Please recast the lines of data as a JSON list of strings, starting at the line that contains "Prompted segmentation: inside" and ending at the line that contains "box: [415, 41, 500, 209]", both included. Give one string per line and leave out any blank lines.

Task material:
————

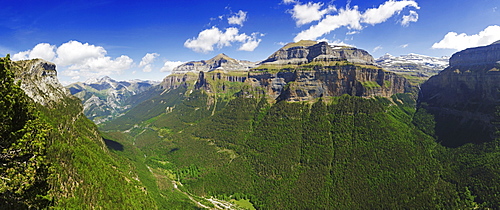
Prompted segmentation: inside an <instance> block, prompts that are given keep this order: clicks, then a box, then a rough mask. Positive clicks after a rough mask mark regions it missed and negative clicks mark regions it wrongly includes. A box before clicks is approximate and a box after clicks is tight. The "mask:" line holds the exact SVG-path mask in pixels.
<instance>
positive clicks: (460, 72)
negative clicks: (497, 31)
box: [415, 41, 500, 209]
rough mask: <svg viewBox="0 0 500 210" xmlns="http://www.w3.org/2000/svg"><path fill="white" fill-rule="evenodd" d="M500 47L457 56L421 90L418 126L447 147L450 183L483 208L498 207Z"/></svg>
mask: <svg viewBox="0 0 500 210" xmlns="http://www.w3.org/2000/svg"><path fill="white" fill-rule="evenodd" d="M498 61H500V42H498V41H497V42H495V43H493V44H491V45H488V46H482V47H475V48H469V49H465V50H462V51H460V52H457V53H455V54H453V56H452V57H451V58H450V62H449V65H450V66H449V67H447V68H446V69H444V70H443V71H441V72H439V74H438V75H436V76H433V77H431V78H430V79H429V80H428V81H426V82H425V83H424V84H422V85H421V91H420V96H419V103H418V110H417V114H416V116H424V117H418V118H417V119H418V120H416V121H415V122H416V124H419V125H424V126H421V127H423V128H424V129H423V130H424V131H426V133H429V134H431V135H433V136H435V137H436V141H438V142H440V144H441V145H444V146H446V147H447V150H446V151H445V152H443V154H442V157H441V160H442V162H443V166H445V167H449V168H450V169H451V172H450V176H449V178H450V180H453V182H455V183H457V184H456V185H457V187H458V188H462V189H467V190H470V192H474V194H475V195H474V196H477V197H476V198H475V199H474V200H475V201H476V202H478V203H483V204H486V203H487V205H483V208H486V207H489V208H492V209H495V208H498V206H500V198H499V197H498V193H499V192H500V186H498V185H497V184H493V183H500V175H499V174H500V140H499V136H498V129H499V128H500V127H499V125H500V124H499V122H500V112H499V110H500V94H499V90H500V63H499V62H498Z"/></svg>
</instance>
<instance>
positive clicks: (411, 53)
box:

————

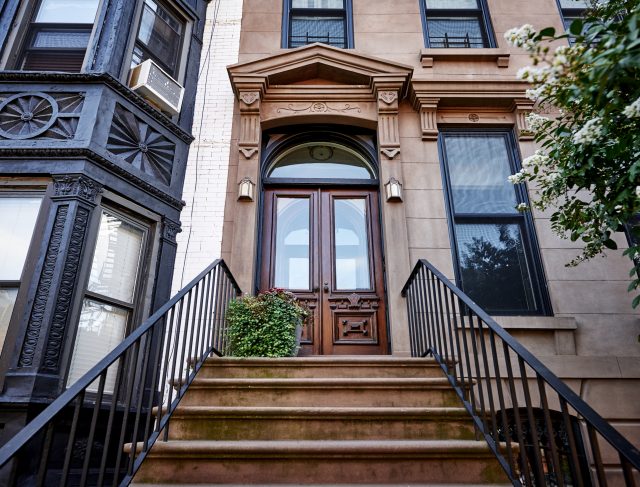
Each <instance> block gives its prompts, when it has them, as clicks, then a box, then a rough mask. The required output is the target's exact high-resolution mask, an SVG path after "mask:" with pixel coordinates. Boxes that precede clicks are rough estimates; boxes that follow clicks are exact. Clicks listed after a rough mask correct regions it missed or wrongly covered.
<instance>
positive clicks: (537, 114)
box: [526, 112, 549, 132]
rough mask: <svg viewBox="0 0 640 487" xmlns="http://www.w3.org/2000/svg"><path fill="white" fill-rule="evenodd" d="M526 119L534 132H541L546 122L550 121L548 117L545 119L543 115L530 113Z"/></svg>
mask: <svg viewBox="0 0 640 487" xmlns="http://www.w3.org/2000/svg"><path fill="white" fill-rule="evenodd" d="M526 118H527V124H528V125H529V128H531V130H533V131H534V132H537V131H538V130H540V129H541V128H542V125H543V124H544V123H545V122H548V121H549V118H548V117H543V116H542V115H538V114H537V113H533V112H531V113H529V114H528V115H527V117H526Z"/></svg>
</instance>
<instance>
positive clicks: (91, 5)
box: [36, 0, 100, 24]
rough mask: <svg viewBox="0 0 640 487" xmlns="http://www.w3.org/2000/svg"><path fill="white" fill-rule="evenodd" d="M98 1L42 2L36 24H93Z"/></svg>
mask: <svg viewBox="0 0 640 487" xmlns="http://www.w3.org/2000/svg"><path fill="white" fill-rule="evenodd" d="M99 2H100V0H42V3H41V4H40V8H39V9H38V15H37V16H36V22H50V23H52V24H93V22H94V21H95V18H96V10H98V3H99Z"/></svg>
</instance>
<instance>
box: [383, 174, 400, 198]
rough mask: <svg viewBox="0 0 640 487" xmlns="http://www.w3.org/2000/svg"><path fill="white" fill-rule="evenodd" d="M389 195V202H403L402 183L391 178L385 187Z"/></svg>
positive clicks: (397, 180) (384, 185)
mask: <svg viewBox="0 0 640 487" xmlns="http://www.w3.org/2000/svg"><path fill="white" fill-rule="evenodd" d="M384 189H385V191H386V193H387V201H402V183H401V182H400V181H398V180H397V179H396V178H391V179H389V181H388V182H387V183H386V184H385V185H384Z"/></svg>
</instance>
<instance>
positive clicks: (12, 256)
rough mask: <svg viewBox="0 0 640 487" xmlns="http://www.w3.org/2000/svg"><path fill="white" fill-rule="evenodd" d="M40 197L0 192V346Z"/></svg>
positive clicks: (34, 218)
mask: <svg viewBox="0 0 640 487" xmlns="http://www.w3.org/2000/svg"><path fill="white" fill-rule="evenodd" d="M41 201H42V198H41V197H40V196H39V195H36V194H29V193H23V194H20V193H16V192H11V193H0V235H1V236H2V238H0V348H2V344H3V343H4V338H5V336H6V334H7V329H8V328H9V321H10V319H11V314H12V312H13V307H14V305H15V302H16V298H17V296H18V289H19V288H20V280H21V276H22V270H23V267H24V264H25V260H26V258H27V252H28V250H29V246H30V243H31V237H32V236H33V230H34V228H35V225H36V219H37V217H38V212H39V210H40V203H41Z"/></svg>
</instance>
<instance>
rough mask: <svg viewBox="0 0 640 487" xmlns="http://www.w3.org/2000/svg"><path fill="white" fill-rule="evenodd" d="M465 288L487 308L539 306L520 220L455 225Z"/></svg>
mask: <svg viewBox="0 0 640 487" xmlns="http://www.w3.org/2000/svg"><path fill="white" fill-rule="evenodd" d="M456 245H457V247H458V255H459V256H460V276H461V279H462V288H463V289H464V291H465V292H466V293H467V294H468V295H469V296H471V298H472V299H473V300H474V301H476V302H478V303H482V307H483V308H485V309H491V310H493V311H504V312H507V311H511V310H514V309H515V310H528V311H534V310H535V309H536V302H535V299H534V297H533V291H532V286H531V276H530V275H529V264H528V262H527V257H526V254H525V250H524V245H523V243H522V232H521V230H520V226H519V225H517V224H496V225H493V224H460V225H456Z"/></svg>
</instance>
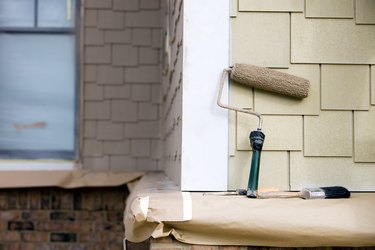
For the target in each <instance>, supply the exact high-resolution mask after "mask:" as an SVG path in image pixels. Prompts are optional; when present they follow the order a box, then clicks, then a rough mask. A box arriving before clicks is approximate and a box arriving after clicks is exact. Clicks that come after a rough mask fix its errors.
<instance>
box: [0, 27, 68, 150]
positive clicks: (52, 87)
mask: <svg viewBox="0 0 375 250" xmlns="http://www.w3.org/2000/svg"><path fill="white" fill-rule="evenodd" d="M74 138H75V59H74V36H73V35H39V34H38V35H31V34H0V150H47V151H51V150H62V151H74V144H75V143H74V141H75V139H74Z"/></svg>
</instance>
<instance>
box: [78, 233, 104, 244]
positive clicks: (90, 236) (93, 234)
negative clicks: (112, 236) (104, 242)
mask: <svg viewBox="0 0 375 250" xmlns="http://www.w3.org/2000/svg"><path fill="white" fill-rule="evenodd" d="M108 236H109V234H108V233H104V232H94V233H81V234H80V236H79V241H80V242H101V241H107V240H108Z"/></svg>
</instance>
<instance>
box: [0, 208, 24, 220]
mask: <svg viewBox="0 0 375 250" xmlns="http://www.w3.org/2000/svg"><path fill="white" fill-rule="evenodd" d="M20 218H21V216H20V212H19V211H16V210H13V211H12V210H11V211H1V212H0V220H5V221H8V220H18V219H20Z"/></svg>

————

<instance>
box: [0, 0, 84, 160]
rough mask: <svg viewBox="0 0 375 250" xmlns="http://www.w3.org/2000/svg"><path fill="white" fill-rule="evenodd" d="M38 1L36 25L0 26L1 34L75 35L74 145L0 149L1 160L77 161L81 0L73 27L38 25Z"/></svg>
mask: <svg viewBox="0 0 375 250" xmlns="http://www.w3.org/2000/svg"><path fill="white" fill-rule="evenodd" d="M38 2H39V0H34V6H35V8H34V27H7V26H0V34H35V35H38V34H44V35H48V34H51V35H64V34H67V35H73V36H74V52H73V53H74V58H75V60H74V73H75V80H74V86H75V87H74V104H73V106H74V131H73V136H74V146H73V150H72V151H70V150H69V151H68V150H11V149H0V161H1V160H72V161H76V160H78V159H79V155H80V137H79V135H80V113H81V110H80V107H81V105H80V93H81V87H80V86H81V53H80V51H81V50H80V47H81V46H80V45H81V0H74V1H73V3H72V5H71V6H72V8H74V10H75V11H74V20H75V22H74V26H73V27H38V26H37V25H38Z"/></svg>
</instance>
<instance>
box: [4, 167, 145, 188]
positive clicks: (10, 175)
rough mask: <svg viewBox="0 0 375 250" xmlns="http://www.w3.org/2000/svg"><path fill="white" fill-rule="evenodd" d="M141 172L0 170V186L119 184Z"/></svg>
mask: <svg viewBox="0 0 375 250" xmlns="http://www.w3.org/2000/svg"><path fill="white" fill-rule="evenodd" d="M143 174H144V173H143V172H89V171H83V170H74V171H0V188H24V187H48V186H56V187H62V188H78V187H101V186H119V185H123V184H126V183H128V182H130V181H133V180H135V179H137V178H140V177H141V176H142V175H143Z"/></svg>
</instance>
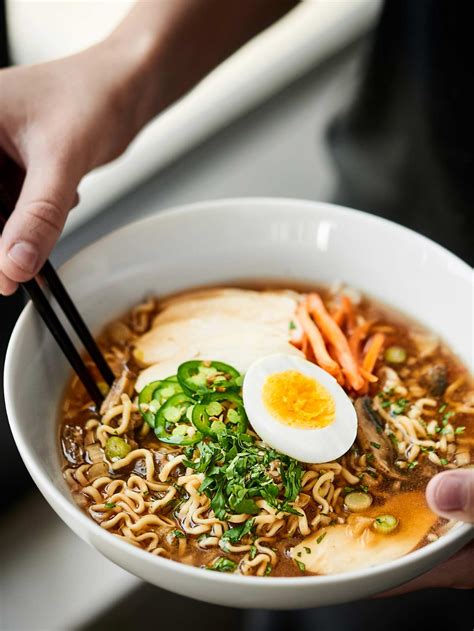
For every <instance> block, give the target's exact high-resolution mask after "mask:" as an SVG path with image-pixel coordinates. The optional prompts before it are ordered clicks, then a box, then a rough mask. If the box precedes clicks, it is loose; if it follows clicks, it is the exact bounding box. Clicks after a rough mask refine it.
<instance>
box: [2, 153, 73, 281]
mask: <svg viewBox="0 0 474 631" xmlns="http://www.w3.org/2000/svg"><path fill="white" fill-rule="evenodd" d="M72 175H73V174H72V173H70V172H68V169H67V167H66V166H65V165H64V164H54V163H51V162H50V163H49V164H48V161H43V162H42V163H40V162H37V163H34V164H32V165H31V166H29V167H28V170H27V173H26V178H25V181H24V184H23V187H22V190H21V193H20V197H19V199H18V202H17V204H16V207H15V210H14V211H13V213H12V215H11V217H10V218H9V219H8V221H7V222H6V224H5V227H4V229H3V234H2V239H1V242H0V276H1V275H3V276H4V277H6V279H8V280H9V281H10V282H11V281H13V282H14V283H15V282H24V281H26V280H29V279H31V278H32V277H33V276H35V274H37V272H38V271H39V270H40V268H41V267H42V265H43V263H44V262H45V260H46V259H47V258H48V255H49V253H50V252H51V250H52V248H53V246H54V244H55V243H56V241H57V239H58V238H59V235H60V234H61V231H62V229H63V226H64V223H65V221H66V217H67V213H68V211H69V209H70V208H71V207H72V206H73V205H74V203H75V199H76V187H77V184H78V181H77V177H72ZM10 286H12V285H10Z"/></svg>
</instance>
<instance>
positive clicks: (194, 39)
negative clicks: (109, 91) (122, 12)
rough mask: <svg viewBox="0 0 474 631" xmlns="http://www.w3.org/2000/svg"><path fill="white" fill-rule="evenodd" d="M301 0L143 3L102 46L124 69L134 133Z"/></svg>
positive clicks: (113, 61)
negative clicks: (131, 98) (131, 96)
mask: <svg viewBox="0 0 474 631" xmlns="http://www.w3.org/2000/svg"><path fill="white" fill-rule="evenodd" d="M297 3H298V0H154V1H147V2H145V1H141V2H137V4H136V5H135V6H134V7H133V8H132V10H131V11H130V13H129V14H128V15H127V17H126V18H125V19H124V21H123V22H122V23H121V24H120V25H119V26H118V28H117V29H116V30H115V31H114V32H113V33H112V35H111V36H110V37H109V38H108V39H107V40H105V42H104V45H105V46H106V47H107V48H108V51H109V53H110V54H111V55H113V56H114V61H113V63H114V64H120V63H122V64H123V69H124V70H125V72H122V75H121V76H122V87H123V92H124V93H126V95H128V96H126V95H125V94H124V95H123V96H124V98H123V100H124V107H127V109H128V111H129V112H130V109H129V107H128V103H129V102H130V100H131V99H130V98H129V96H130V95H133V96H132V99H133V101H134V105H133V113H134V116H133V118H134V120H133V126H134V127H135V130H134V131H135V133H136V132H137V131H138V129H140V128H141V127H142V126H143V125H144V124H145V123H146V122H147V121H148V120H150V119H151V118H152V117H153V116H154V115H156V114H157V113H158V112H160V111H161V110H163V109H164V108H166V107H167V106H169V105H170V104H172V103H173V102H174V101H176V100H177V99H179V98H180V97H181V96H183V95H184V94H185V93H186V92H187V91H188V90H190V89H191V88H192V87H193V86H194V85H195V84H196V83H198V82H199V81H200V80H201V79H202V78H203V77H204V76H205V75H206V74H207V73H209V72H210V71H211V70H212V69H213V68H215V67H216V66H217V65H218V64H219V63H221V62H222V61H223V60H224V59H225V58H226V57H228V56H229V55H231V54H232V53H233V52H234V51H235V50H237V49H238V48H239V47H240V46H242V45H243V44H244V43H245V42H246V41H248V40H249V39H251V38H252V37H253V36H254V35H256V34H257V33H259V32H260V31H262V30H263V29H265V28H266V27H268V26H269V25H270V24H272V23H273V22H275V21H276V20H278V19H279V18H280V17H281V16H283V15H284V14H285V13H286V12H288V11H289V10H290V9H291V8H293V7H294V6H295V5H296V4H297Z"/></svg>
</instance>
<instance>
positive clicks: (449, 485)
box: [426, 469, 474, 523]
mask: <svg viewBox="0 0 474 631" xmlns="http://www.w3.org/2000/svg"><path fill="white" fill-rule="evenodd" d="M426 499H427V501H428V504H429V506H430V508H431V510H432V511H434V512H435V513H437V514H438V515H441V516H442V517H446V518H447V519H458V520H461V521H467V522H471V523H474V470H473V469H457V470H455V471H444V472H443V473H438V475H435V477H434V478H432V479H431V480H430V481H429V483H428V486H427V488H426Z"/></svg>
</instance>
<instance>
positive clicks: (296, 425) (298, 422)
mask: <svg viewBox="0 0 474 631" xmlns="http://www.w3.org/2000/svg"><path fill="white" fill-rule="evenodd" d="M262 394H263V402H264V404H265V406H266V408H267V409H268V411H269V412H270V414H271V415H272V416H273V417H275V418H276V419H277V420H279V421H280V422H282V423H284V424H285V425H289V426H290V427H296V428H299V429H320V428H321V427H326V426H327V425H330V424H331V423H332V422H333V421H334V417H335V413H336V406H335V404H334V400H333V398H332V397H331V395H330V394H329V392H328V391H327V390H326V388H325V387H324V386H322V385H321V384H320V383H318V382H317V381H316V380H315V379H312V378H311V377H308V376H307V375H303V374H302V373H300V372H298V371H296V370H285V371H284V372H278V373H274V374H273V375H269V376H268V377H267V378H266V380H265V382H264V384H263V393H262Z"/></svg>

————

Result:
[
  "Prompted segmentation: inside an <instance> block, prompts that are given keep this order: clicks, then a box, then a rough mask. Positive clicks after a rough mask mark regions it missed and negative clicks mark regions it wrongly includes. A box before clicks is approximate and a box after clicks is tight. The \"mask:\" line holds the exact SVG-path mask in pixels.",
  "<instance>",
  "positive clicks: (460, 72)",
  "negative clicks: (497, 31)",
  "box: [415, 41, 500, 209]"
]